'''
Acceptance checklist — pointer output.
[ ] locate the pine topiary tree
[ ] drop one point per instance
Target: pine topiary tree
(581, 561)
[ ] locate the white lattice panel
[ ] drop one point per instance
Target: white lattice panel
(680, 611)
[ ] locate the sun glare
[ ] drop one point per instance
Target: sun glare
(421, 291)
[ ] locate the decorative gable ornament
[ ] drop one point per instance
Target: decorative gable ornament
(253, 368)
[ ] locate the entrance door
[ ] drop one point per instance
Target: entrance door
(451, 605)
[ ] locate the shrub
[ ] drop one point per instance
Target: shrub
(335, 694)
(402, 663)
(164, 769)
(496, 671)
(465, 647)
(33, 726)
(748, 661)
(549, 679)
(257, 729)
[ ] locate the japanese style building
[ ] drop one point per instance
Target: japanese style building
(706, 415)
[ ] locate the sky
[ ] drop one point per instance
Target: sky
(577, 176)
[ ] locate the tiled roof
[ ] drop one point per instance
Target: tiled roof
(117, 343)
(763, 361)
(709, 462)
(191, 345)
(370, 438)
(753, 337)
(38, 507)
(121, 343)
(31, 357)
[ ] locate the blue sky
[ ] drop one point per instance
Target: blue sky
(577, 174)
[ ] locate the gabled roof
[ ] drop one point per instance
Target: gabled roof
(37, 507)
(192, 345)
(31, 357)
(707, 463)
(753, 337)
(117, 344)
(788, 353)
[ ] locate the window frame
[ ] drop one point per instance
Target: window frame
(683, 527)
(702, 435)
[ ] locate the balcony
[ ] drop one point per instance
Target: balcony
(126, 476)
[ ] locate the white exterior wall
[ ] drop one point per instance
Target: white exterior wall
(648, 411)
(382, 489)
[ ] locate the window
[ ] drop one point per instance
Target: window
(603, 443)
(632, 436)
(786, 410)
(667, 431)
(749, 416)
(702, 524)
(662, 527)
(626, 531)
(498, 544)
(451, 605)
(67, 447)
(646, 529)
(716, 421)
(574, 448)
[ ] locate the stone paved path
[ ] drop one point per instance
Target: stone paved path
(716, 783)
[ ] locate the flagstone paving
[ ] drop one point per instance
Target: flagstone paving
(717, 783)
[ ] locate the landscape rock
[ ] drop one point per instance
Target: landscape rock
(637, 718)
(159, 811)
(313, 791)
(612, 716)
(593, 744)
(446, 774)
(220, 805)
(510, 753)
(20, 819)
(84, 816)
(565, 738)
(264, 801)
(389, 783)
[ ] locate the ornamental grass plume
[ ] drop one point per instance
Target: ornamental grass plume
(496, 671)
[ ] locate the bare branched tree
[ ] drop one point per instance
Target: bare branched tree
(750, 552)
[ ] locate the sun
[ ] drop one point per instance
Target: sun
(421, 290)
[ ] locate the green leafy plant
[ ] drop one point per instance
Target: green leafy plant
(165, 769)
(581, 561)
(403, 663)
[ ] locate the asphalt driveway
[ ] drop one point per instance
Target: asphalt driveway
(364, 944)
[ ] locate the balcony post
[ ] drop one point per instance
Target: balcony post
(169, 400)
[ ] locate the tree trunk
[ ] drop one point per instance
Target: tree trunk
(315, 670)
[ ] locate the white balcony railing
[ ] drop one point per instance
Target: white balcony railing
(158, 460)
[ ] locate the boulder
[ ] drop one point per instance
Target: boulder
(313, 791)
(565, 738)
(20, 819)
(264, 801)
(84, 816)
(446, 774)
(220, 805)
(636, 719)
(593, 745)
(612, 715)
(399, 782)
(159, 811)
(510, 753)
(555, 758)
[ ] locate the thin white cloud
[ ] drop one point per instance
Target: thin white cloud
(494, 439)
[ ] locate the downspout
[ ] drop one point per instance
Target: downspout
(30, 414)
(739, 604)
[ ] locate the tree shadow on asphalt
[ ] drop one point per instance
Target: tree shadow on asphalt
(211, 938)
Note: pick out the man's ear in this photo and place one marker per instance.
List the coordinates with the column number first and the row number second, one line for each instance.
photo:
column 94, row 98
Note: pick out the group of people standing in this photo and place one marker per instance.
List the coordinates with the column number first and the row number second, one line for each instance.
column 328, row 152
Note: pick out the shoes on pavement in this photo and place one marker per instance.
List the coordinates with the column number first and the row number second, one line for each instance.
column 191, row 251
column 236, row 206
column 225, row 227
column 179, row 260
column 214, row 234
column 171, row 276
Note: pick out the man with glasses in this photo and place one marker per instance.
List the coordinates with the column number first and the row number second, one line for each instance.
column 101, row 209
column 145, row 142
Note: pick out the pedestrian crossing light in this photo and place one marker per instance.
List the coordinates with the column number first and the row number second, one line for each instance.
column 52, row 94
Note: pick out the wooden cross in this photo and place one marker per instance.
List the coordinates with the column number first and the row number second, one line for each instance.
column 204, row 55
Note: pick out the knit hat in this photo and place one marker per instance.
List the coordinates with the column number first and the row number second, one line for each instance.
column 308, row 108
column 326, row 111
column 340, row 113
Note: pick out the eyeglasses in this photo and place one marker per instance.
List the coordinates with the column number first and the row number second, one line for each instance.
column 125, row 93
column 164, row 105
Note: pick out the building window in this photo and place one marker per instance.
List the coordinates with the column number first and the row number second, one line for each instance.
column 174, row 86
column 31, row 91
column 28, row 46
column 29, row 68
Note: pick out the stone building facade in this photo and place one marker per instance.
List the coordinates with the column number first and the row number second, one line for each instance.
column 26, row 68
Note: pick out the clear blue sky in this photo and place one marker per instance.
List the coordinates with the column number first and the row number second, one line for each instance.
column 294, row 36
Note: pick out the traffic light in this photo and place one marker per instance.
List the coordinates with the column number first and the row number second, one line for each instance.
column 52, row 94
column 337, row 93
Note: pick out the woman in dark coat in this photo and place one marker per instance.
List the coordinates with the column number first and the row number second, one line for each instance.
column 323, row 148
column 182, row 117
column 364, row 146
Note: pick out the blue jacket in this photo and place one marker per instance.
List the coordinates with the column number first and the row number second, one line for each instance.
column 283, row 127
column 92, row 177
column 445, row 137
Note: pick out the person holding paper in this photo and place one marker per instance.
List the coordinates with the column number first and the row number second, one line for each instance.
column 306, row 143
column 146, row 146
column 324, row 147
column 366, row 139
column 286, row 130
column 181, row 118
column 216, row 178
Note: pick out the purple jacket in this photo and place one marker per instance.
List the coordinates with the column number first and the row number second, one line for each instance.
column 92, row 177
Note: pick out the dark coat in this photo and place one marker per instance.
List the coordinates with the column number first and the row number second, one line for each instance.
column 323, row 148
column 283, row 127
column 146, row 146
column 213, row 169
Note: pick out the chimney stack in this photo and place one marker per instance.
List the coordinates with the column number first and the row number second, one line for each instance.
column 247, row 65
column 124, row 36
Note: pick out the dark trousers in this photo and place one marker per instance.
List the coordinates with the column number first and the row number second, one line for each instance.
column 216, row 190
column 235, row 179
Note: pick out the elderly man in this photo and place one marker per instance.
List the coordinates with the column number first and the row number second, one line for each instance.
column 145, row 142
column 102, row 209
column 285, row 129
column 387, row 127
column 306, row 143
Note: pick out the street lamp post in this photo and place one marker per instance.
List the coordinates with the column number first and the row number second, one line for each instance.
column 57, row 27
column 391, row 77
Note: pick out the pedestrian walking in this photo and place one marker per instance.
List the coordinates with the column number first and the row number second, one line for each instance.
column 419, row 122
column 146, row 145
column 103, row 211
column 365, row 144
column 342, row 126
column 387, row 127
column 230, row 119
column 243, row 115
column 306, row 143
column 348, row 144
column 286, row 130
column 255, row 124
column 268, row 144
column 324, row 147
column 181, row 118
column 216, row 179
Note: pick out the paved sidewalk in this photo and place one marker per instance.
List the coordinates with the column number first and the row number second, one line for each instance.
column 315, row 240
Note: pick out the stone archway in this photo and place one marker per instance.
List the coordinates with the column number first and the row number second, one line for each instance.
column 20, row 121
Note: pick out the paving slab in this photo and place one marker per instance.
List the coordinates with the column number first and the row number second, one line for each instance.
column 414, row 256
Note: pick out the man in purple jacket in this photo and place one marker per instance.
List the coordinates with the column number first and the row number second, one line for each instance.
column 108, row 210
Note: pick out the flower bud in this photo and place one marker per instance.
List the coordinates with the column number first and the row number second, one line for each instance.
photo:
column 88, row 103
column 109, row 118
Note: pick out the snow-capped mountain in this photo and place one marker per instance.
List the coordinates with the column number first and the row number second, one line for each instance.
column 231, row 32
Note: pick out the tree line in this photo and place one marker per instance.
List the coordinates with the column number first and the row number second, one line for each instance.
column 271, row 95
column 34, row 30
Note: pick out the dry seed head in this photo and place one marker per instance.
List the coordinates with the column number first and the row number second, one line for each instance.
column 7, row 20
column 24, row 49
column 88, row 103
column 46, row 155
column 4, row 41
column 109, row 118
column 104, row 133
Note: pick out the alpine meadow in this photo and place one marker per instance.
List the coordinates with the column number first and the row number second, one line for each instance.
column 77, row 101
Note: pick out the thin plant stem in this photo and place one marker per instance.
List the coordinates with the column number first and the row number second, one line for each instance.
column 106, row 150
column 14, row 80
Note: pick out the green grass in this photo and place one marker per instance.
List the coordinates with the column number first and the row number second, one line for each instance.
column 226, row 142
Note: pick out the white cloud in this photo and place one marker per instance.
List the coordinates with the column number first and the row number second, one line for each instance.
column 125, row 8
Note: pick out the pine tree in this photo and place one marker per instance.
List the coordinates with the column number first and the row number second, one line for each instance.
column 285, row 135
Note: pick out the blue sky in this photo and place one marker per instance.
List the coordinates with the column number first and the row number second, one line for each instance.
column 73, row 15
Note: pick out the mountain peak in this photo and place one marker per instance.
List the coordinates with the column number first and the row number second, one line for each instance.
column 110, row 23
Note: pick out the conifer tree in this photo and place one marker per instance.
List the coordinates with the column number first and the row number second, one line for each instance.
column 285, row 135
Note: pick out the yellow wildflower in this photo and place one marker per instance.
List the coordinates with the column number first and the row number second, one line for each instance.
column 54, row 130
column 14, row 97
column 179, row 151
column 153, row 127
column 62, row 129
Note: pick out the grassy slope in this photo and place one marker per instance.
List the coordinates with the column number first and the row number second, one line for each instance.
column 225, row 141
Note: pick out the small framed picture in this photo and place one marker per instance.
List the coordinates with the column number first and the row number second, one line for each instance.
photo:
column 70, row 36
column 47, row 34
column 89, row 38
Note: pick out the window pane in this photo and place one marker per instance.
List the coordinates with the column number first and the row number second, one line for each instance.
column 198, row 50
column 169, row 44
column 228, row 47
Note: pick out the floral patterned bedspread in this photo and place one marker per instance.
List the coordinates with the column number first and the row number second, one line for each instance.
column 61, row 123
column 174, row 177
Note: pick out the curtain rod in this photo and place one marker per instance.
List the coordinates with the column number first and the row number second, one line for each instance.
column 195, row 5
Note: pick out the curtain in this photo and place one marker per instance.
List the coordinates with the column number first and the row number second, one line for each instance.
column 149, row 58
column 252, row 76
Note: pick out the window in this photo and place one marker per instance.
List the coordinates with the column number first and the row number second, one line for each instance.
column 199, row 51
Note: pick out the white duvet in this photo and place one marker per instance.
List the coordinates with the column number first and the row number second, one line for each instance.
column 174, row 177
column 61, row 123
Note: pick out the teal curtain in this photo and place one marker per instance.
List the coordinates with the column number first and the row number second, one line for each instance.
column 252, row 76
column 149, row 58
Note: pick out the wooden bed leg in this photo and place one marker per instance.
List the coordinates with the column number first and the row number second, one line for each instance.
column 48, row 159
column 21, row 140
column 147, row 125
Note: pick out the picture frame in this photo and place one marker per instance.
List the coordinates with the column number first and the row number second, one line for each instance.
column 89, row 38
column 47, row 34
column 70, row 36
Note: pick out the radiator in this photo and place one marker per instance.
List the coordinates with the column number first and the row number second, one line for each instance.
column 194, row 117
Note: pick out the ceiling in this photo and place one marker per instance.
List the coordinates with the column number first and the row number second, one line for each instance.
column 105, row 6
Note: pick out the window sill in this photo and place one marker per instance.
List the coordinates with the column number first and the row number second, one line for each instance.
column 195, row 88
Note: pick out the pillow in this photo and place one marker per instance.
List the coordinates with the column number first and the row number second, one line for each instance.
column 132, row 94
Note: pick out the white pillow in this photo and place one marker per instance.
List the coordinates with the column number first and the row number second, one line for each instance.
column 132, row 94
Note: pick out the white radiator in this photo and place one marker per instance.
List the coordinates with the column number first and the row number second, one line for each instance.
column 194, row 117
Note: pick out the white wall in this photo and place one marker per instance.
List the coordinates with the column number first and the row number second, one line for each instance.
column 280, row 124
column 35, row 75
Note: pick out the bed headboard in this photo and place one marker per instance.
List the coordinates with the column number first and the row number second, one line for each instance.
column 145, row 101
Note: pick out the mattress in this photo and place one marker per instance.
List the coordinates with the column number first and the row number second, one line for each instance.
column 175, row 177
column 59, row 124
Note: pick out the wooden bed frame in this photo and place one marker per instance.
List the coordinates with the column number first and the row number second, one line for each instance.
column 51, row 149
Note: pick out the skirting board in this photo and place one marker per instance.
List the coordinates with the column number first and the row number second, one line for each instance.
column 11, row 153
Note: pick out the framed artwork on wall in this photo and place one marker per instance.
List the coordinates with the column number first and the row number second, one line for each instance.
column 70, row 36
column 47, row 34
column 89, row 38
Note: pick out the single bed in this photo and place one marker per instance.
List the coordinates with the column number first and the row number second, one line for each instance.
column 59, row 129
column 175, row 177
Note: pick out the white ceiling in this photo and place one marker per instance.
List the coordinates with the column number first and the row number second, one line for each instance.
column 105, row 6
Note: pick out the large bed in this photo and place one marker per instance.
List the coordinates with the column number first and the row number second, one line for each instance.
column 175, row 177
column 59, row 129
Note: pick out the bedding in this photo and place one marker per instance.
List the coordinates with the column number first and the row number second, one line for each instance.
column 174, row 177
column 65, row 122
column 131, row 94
'''
* PROBLEM TO SOLVE
Each line of the records, from the opening one through the line holding "[ ] locate the sun glare", should be restated word for word, with nothing else in the answer.

* RESPONSE
Acceptance checklist — pointer output.
[ ] locate the pine topiary tree
[ ] drop one point per instance
Target: pine topiary tree
(581, 561)
[ ] locate the white lattice panel
[ ] drop one point per instance
Target: white lattice panel
(680, 611)
[ ] locate the sun glare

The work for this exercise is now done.